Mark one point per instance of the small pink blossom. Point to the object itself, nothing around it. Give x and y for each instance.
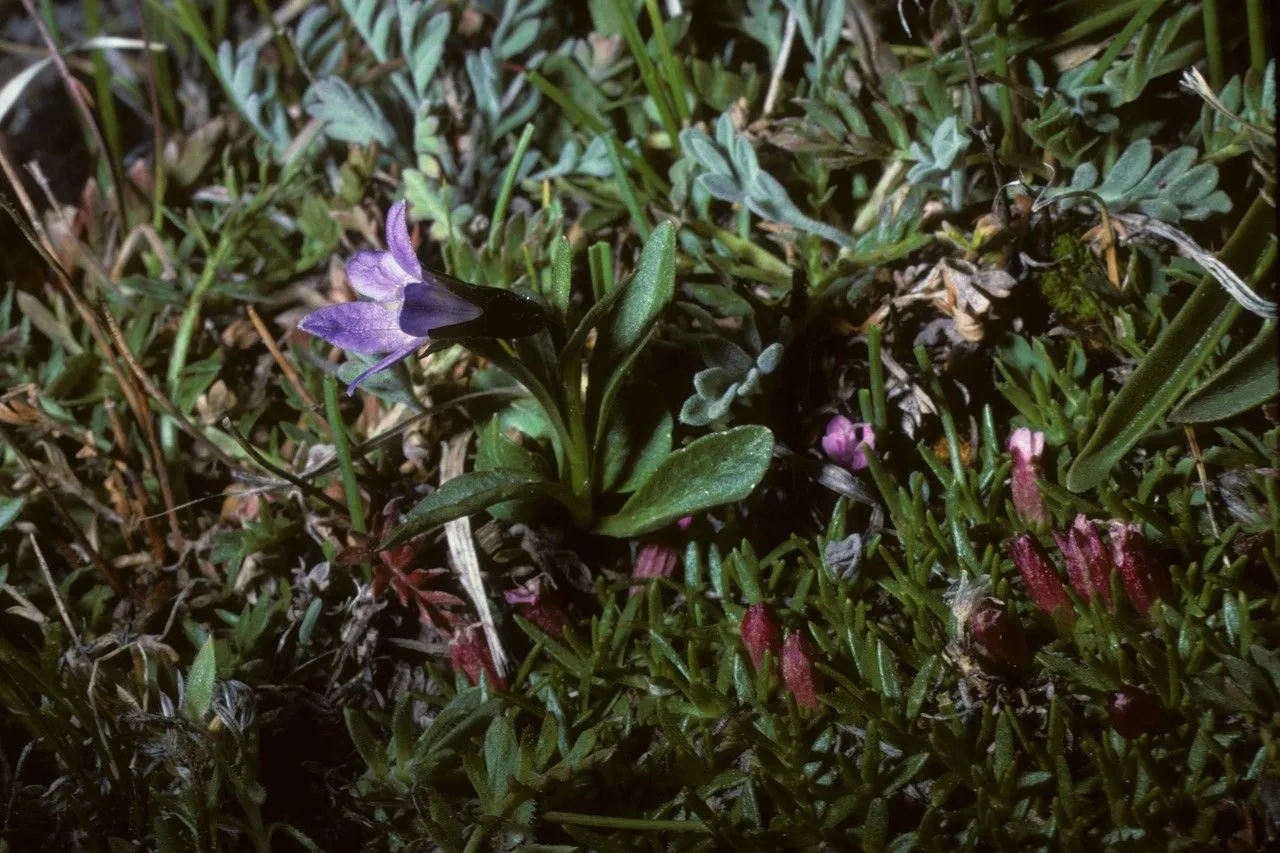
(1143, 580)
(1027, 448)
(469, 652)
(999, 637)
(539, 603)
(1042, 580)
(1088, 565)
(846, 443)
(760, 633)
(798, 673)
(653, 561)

---

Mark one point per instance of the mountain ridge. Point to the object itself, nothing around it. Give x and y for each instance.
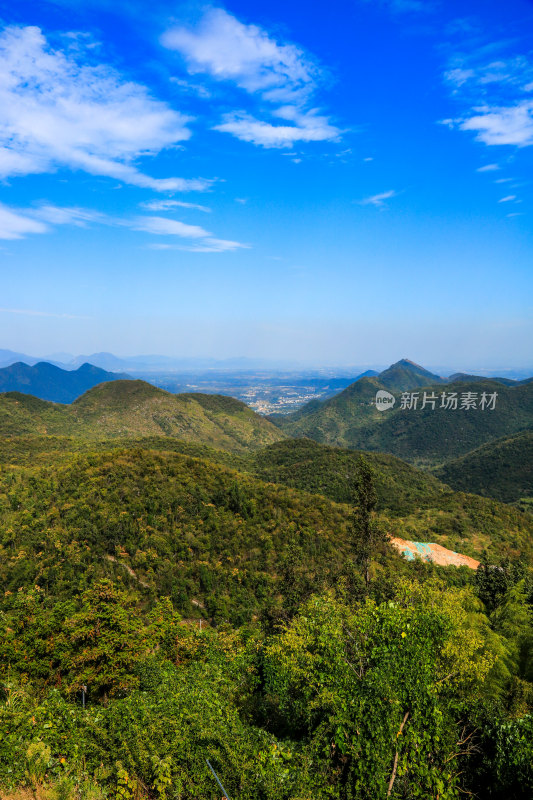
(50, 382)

** Challenge **
Gather every line of the records that contains the word "itself", and copy each such line in full.

** Response **
Mark one point per instance of the small pink blossom. Point to the object itself, nothing around it. Give x and y for each instance.
Mark one point per instance of the mountain ridge. Point to the object itself, nothing around it. Give x and y for each instance.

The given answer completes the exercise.